[Given instruction 1]
Answer from the PDFBox issue notice:
(a) On what date and at what time was the notice posted to dev@pdfbox.apache.org?
(b) Who became the assignee of PDFBOX-1099?
(c) Which parser does the notice say still has the issue?
[Given instruction 2] Extend the PDFBox issue notice, picking up after its last sentence.

[Text section]

You are viewing a plain text version of this content. The canonical link for it is here.
Posted to dev@pdfbox.apache.org by "Timo Boehme (JIRA)" <ji...@apache.org> on 2012/06/13 16:21:43 UTC

[jira] [Assigned] (PDFBOX-1099) Only parsing object streams if they are referenced by the xref table / stream

     [ https://issues.apache.org/jira/browse/PDFBOX-1099?page=com.atlassian.jira.plugin.system.issuetabpanels:all-tabpanel ]

Timo Boehme reassigned PDFBOX-1099:
-----------------------------------

    Assignee: Timo Boehme

While NonSequentialPDFParser works correctly the issue still exists with PDFParser. Furthermore we have to use XREF information to decide if an object in an object stream is references by XREF table or not (currently if an object already exists the object from obj stream is skipped).

[Material]
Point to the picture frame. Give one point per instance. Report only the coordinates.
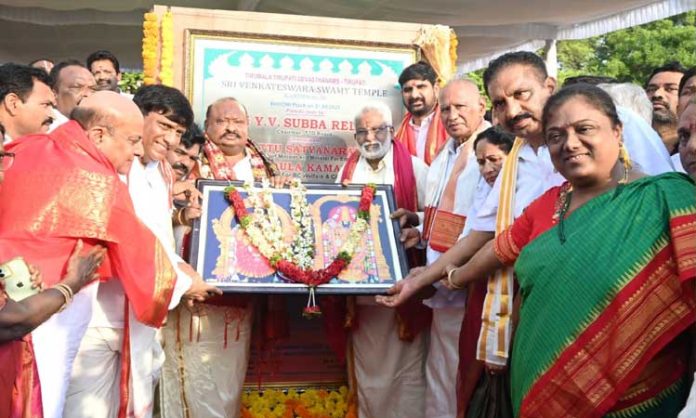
(221, 253)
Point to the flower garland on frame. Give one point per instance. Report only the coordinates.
(150, 46)
(262, 229)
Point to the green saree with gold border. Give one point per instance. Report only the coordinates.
(607, 298)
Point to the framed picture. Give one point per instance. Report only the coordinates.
(224, 256)
(301, 94)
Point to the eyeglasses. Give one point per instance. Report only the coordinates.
(6, 160)
(380, 133)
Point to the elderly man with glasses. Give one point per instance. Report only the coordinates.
(388, 347)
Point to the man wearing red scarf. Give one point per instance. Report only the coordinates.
(388, 347)
(212, 345)
(421, 131)
(65, 187)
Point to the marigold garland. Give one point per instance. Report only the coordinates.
(166, 74)
(150, 48)
(310, 403)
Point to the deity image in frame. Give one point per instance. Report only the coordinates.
(223, 255)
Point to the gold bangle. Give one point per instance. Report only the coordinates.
(449, 279)
(67, 293)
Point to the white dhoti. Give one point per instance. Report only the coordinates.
(94, 390)
(56, 343)
(201, 377)
(94, 386)
(443, 361)
(390, 372)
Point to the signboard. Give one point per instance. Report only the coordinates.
(302, 95)
(222, 253)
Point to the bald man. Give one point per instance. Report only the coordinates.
(76, 193)
(452, 182)
(109, 336)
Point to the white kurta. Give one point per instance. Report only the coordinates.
(101, 346)
(200, 374)
(535, 175)
(448, 305)
(421, 134)
(389, 372)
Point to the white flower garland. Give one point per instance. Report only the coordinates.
(303, 244)
(265, 231)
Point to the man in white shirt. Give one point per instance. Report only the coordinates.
(26, 101)
(518, 86)
(452, 182)
(388, 370)
(215, 359)
(104, 347)
(421, 130)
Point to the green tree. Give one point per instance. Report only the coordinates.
(631, 54)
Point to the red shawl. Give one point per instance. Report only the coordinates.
(61, 188)
(437, 136)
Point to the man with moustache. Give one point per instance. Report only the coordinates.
(219, 352)
(26, 101)
(183, 159)
(421, 130)
(662, 89)
(452, 182)
(389, 347)
(43, 64)
(687, 91)
(106, 70)
(112, 339)
(65, 187)
(518, 86)
(686, 132)
(72, 82)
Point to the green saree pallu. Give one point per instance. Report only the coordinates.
(608, 295)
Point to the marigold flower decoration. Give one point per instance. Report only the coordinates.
(166, 74)
(310, 403)
(291, 264)
(150, 47)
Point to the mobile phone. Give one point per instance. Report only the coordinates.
(17, 279)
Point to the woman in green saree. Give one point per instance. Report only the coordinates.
(606, 266)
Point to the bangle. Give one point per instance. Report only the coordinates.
(449, 279)
(67, 293)
(180, 217)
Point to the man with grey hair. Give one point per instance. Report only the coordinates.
(452, 182)
(388, 346)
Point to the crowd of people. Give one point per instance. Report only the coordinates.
(551, 240)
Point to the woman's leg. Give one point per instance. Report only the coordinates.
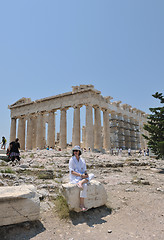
(80, 183)
(83, 195)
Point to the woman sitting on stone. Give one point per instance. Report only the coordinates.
(78, 174)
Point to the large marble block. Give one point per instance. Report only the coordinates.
(18, 204)
(96, 195)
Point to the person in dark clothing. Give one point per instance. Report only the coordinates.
(14, 150)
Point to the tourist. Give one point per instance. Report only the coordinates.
(3, 143)
(14, 151)
(140, 152)
(120, 151)
(129, 152)
(78, 174)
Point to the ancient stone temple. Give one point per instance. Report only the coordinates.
(121, 127)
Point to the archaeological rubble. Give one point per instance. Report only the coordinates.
(122, 125)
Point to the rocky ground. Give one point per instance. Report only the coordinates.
(135, 188)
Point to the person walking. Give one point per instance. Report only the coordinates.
(14, 151)
(3, 143)
(78, 174)
(129, 152)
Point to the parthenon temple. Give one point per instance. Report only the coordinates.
(120, 126)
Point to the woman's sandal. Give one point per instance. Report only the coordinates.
(83, 209)
(78, 185)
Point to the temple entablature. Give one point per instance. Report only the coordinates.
(120, 121)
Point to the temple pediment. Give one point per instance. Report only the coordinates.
(21, 101)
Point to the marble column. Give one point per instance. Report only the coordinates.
(13, 130)
(40, 131)
(21, 132)
(34, 129)
(89, 140)
(114, 130)
(29, 134)
(97, 129)
(51, 130)
(127, 133)
(76, 127)
(132, 134)
(121, 133)
(137, 135)
(106, 129)
(63, 129)
(83, 136)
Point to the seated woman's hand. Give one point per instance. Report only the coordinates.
(84, 175)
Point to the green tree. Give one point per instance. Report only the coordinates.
(155, 128)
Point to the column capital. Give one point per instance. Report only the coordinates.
(96, 106)
(105, 110)
(77, 106)
(64, 108)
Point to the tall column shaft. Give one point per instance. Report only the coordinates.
(83, 136)
(40, 132)
(89, 128)
(76, 127)
(63, 129)
(51, 130)
(97, 129)
(29, 134)
(114, 130)
(13, 130)
(106, 129)
(34, 129)
(21, 132)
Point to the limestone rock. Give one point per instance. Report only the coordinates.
(18, 204)
(96, 195)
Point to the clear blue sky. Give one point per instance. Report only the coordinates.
(48, 46)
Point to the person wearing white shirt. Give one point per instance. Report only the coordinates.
(78, 174)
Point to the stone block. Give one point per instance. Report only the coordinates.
(96, 195)
(18, 204)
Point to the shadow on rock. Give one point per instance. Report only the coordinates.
(21, 231)
(91, 217)
(161, 171)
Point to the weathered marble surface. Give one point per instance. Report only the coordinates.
(18, 204)
(96, 195)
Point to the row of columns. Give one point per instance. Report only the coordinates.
(121, 132)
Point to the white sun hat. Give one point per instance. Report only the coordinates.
(77, 148)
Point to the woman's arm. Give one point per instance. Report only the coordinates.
(76, 174)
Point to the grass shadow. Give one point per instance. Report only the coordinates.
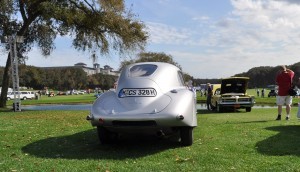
(85, 145)
(286, 142)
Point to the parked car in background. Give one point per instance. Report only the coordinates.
(232, 95)
(150, 98)
(273, 93)
(23, 95)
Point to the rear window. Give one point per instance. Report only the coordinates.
(142, 70)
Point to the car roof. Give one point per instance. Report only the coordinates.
(165, 75)
(234, 85)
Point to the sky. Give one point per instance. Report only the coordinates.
(208, 38)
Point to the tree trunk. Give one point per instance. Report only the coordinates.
(5, 83)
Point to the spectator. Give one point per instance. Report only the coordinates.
(208, 98)
(284, 82)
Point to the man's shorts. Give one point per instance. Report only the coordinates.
(284, 100)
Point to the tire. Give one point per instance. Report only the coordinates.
(186, 135)
(248, 109)
(103, 135)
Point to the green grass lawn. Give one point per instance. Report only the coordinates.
(65, 141)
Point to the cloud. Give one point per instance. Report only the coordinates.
(164, 34)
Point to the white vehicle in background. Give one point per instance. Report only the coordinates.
(150, 98)
(23, 95)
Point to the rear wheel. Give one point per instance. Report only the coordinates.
(186, 135)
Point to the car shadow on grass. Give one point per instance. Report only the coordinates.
(85, 145)
(286, 142)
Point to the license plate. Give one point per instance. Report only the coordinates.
(237, 106)
(137, 92)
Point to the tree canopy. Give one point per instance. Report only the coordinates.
(97, 26)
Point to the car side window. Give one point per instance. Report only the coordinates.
(142, 70)
(180, 78)
(218, 91)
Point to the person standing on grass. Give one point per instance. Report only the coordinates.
(284, 81)
(208, 98)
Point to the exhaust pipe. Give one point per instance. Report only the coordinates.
(160, 133)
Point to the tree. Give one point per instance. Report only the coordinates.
(102, 25)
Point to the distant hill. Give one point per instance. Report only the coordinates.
(260, 77)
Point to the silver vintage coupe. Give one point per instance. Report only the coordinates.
(150, 98)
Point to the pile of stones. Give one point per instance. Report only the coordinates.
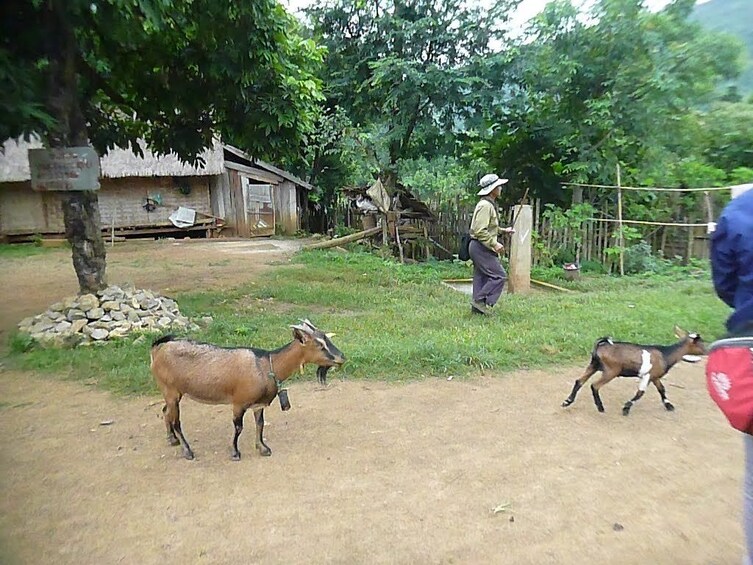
(111, 313)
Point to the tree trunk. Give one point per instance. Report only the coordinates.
(80, 209)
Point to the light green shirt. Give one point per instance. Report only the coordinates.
(485, 223)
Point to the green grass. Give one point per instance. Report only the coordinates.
(21, 250)
(397, 322)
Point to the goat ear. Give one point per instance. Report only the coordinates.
(301, 333)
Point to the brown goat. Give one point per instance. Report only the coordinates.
(648, 362)
(244, 377)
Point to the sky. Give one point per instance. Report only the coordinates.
(526, 10)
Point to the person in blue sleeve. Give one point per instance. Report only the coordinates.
(732, 271)
(732, 261)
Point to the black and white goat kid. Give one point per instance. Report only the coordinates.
(647, 362)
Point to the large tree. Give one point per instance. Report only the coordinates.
(175, 73)
(414, 73)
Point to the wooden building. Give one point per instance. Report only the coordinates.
(231, 193)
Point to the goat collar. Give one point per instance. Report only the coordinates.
(272, 375)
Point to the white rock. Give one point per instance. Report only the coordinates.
(76, 314)
(111, 305)
(63, 327)
(99, 334)
(95, 313)
(87, 302)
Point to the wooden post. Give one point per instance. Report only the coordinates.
(619, 218)
(520, 251)
(709, 207)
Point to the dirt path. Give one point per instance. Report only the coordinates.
(366, 472)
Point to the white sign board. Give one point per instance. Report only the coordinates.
(70, 168)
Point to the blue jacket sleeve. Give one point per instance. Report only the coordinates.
(723, 262)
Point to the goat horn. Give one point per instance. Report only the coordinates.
(309, 324)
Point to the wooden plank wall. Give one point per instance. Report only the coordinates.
(24, 211)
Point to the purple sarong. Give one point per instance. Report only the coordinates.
(488, 275)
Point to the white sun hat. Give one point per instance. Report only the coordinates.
(489, 182)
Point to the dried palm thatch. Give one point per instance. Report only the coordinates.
(118, 163)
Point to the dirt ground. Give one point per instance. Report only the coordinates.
(361, 472)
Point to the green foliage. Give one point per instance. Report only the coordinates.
(440, 179)
(572, 219)
(594, 93)
(399, 322)
(412, 71)
(174, 73)
(733, 17)
(20, 250)
(728, 135)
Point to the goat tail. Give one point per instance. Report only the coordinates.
(595, 361)
(163, 339)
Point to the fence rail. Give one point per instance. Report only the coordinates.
(597, 237)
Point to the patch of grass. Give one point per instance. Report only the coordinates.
(398, 322)
(22, 250)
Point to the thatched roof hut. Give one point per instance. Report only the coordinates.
(118, 163)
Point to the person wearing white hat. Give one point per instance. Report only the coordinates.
(488, 275)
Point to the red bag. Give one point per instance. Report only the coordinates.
(729, 379)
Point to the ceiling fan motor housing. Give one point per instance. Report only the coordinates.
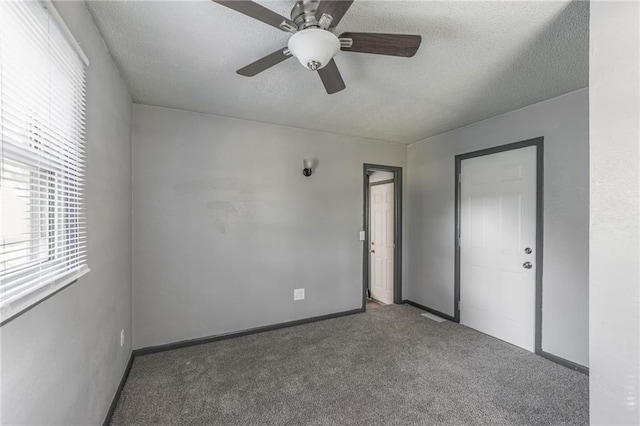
(313, 47)
(304, 13)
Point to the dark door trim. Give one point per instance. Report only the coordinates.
(397, 254)
(539, 144)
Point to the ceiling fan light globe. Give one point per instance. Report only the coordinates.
(314, 46)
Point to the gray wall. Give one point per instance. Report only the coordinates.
(564, 123)
(226, 225)
(62, 360)
(614, 108)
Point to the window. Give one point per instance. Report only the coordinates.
(42, 109)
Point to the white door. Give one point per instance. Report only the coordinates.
(382, 242)
(498, 245)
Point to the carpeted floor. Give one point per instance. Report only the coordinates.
(388, 366)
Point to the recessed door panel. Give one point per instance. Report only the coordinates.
(382, 242)
(497, 225)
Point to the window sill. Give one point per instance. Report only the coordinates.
(8, 314)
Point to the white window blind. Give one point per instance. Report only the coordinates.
(42, 123)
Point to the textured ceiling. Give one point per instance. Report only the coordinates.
(477, 60)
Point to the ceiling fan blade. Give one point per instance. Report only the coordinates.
(265, 63)
(260, 13)
(331, 78)
(335, 8)
(383, 44)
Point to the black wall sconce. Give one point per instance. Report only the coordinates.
(308, 166)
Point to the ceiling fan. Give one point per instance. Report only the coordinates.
(312, 41)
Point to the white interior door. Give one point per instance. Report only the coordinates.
(382, 242)
(497, 245)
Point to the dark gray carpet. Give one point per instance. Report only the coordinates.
(388, 366)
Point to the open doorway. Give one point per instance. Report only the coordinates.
(382, 251)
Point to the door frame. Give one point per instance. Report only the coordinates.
(539, 144)
(397, 229)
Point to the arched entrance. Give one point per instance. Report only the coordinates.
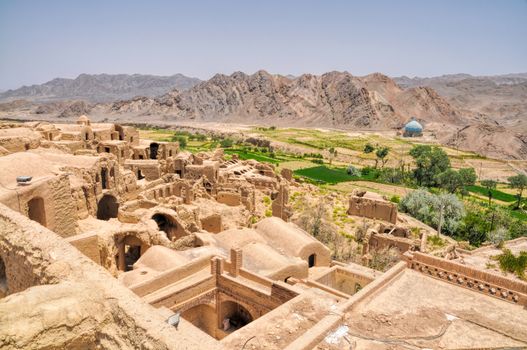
(154, 146)
(237, 316)
(202, 316)
(107, 208)
(3, 279)
(120, 130)
(169, 225)
(311, 260)
(104, 178)
(36, 210)
(129, 250)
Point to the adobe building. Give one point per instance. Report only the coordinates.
(155, 248)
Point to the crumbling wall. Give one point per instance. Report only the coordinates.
(83, 307)
(485, 282)
(372, 208)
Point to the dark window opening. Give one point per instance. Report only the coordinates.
(132, 253)
(154, 146)
(236, 315)
(311, 260)
(3, 279)
(107, 208)
(103, 178)
(36, 210)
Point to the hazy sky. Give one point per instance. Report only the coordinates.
(41, 40)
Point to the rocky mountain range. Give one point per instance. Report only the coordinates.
(487, 115)
(334, 99)
(100, 87)
(502, 98)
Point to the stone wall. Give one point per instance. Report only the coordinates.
(372, 208)
(69, 302)
(491, 284)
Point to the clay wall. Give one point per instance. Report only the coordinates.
(383, 240)
(345, 280)
(49, 201)
(373, 209)
(73, 285)
(212, 223)
(229, 198)
(150, 170)
(19, 143)
(502, 287)
(87, 244)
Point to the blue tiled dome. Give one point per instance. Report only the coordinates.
(413, 126)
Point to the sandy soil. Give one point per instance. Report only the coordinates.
(415, 311)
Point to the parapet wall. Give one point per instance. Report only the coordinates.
(36, 261)
(491, 284)
(373, 209)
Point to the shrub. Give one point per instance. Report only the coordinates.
(226, 143)
(426, 207)
(498, 236)
(182, 140)
(352, 171)
(513, 264)
(395, 199)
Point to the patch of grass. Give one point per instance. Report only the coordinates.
(435, 241)
(496, 194)
(325, 174)
(513, 264)
(244, 155)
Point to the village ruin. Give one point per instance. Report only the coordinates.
(110, 241)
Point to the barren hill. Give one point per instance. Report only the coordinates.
(502, 98)
(100, 87)
(334, 99)
(487, 115)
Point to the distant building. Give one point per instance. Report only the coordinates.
(413, 129)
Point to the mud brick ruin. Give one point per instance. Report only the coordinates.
(110, 241)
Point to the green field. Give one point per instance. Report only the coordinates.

[Task output 1]
(a) 2012/06/13 at 16:21:43 UTC
(b) Timo Boehme
(c) PDFParser

[Task output 2]
> Only parsing object streams if they are referenced by the xref table / stream
> -----------------------------------------------------------------------------
>
>                 Key: PDFBOX-1099
>                 URL: https://issues.apache.org/jira/browse/PDFBOX-1099
>             Project: PDFBox
>          Issue Type: Improvement
>          Components: Parsing
>            Reporter: Thomas Chojecki
>            Assignee: Timo Boehme
>
> Some pdf documents have objects streams and don't reference them through the xref table / stream. To prevent the stream parser to dereference such object streams, we need to implement the type 2 part (case 2) inside the PDFXRefStreamParser and store the objects inside a map. This will take some load from the stream parser (see PDFBOX-1098) and causes less failures while parsing a document.
> A sample pdf can be get from the issue PDFBOX-1098 and a patch is coming soon. 

--
This message is automatically generated by JIRA.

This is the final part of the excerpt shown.